DOCUMENT:
I included The Road on a course I wrote and taught at Notre Dame. The course was called “Energy and the Environment in Fiction” and it also featured books by William Morris and Rachel Carson and Ursula K Le Guin and Upton Sinclair and Jeff VanderMeer and Anna Lowenhaupt Tsing and Amitav Ghosh and Raymond Briggs, and some Mad Max movies including Fury Road, and the video game Final Fantasy VII. I also wrote and taught an intro to Irish Literature course including James Joyce and Edna O’Brien and Samuel Beckett and Eimear McBride and Melatu Uche Okorie and W. B. Yeats and Seamus Heaney and Danny Denton. I love teaching, and I loved teaching at Notre Dame. The students were sharp and inquisitive and I got to take them into the thickets of books that I love, and we all got to think out loud. Teaching was my favourite thing that I did in America, or at least it was up there with seeing the grizzly bears. One of my students offered what I think is the correct analysis of the passage above: that there’s no hope in its beauty at all, even though we want there to be.

After Yosemite we flew back to Chicago, which is just around the corner from Notre Dame, and now we’re in South Bend so I can hand in my office keys and Róisín can choreograph for her dance students one last time. She’s gone from being legally unable to work here when she first arrived to a genuine pillar of the South Bend community, recognized everywhere we go in the city, teaching at dance schools and yoga studios, accumulating piles of hugs and thank-you cards when it came time to say goodbye. She’s performed, spoken and choreographed at various festivals in Indiana and Michigan both under her own name and with South Bend’s modern dance company, New Industry Dance. It’s very fitting that our last activity in South Bend will be a reception put on for Róisín by her primary employer, Dancenter.
I read around eighty-four books, that I can remember, while we were here, and wrote two. One is a novel set in northern Indiana, about emo nostalgia and heavy music and damaged, damaging creative partnerships. It’s called Circles & Circles and I think it’s really good, but I haven’t gotten anywhere with finding a publisher who agrees, yet. The other is my monograph, Streams of Damaged Consciousness. That one is to be published, by Syracuse University Press, in 2027: this has been my primary professional achievement, along with teaching my courses, while I’ve been W. B. Yeats fellow at Notre Dame. It should appear on this webpage at some point. It’s based on my PhD thesis but it’s much better. I’ve also written for Strange Horizons, The Irish Literary Supplement, Irish Studies Review, H-Environment and the Los Angeles Review of Books, with more work in Strange Horizons, C21 Literature and The Ancillary Review of Books coming later in the year.

SUPPLIED DATA:

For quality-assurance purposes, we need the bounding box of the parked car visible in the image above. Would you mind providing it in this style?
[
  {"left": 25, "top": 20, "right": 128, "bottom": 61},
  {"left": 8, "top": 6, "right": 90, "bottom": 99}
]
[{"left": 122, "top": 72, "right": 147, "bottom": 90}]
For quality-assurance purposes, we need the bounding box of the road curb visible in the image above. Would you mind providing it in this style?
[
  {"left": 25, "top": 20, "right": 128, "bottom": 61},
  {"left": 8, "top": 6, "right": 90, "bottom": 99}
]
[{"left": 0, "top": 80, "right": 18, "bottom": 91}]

WRITTEN EXERCISE: Copy the passage of the piece on leaving Notre Dame between "After Yosemite we" and "primary employer, Dancenter.", inclusive. Work only from the piece on leaving Notre Dame, not from the records.

ANSWER TO THE PROBLEM:
After Yosemite we flew back to Chicago, which is just around the corner from Notre Dame, and now we’re in South Bend so I can hand in my office keys and Róisín can choreograph for her dance students one last time. She’s gone from being legally unable to work here when she first arrived to a genuine pillar of the South Bend community, recognized everywhere we go in the city, teaching at dance schools and yoga studios, accumulating piles of hugs and thank-you cards when it came time to say goodbye. She’s performed, spoken and choreographed at various festivals in Indiana and Michigan both under her own name and with South Bend’s modern dance company, New Industry Dance. It’s very fitting that our last activity in South Bend will be a reception put on for Róisín by her primary employer, Dancenter.